*Problem:* Starting with the line that contains "above contains medical", copy out each line through the end of the entries below, exactly as written, and nothing else.

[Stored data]

********

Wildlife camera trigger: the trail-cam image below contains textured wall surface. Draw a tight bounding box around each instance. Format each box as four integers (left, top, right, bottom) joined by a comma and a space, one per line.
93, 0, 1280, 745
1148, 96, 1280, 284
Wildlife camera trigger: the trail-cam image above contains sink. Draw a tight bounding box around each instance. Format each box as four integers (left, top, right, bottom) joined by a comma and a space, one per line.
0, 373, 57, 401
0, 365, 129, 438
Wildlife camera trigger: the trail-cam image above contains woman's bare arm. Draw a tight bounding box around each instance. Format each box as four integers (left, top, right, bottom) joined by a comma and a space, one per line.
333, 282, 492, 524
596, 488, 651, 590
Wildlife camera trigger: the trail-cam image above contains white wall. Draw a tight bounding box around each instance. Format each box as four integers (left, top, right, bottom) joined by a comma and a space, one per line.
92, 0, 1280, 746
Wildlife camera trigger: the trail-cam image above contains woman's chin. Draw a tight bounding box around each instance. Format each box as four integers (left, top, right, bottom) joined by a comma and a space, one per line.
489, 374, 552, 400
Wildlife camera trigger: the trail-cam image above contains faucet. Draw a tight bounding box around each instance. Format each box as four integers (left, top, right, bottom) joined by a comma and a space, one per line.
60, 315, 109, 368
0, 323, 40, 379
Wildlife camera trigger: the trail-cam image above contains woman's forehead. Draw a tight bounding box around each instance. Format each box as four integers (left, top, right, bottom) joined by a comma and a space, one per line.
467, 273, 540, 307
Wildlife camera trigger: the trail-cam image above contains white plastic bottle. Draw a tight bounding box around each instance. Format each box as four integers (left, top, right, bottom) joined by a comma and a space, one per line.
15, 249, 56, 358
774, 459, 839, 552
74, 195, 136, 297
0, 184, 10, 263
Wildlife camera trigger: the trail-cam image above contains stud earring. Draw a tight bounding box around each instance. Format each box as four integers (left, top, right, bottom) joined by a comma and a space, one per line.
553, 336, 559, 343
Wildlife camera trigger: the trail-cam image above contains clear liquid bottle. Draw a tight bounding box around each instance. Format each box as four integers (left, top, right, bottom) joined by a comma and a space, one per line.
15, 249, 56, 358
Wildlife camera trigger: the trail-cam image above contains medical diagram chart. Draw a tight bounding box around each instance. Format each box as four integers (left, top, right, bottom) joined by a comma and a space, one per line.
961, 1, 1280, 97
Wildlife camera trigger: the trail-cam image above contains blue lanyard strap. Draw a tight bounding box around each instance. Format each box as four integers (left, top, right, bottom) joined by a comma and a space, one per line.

********

*Written solution:*
Wildlife camera trigger: the trail-cam image above contains medical diagram chart. Draw a tight bounding box around each instance. Format each box as four integers (left, top, right, bottom) joined by a comma and a space, one per line.
961, 1, 1280, 97
Wildlife camera trigger: the trail-cam image above contains blue lanyard strap. Draw a tight bounding box around each instance. Format each box as four integers (left, top, right, bottom) joined by a comma and a space, one per line.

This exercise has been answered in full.